Work request — Every entry must appear in the answer exactly as it does here.
····················
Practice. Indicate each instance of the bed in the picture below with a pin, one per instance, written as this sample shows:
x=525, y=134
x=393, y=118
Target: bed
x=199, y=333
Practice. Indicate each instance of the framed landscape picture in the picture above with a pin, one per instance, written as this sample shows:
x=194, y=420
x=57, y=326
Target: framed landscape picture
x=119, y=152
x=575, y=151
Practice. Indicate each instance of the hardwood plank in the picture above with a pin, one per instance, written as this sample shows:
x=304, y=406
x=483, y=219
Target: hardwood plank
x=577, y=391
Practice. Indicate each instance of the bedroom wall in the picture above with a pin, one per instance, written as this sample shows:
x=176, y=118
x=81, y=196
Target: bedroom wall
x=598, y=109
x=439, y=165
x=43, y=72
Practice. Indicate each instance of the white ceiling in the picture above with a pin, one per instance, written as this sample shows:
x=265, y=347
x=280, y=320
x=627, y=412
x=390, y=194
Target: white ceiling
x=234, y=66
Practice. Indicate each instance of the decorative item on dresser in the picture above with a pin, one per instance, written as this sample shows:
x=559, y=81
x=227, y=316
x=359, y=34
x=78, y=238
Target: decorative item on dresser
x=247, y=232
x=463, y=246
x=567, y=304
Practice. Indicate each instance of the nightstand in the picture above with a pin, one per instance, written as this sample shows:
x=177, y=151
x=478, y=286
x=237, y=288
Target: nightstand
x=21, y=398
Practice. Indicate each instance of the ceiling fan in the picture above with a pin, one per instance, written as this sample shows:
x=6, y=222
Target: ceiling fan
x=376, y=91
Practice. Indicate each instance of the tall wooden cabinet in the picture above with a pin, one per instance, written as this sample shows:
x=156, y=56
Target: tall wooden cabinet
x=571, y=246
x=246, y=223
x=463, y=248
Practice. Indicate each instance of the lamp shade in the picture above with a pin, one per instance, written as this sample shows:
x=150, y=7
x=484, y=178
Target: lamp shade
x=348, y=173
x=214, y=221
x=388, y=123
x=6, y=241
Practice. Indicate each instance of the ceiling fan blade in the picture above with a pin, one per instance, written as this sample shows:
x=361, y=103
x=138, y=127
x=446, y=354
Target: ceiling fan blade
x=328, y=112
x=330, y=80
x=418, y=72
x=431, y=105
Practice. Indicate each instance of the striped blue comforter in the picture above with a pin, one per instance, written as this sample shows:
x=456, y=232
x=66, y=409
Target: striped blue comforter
····················
Written solution —
Practice. Indicate each instance of the bed in the picture below with a pin, one per instance, written as this sample shows:
x=525, y=134
x=393, y=118
Target: bed
x=199, y=333
Practice. Indicate each instance of the framed landscape picture in the picture above with a pin, one per instance, written as this sample shows:
x=194, y=420
x=57, y=326
Target: framed landscape picture
x=119, y=152
x=575, y=151
Practice. Indicate each instance of the hardwood plank in the picture above with a pin, one per instance, written as this sample shows:
x=304, y=406
x=483, y=219
Target: hardwood plank
x=577, y=391
Practice. Indicate each instance of the bedroom wall in the picture above with a pin, one per instance, written as this sample shows:
x=176, y=118
x=81, y=196
Target: bedroom wall
x=598, y=109
x=439, y=165
x=43, y=72
Practice. Indicate each instance of the white ceiling in the picture above with a pin, one per instance, written as this sample shows:
x=265, y=347
x=280, y=320
x=627, y=412
x=390, y=194
Target: white ceiling
x=234, y=66
Practice. Indicate each instance of the decorative item on dresser in the picture above with a pin, one per instance, written as this sample shows:
x=559, y=81
x=227, y=316
x=359, y=34
x=78, y=238
Target: decorative item on dresser
x=247, y=232
x=463, y=246
x=567, y=304
Practice. Indicate each instance of the nightstand in the picture above with a pin, one per instance, written as this sample shows:
x=177, y=151
x=478, y=286
x=237, y=288
Target: nightstand
x=21, y=398
Practice. Indicate each instance of the ceiling fan in the picture above with a pin, one per instance, written as this sample shows:
x=6, y=222
Target: ceiling fan
x=376, y=91
Practice. Indicate each instance of the tall wooden cabinet in the picture above with a pin, one per instance, written as this sample shows:
x=156, y=56
Target: tall wooden cabinet
x=571, y=246
x=246, y=223
x=463, y=248
Practice. Indicate each instance of the lamp shade in the picture above with a pin, one per instance, written as this sample shows:
x=150, y=7
x=484, y=178
Target: lamp shade
x=348, y=173
x=214, y=221
x=388, y=123
x=6, y=241
Practice. Indicate each instance of the ceiling fan blade in the picture above with a pin, one per instance, written as this sample shows:
x=361, y=103
x=138, y=127
x=446, y=354
Target: ceiling fan blade
x=328, y=112
x=330, y=80
x=418, y=72
x=431, y=105
Practice. Indicate each instance of the striped blue comforter in the picture above with a pin, one per instance, written as this sample shows:
x=456, y=232
x=66, y=409
Target: striped blue comforter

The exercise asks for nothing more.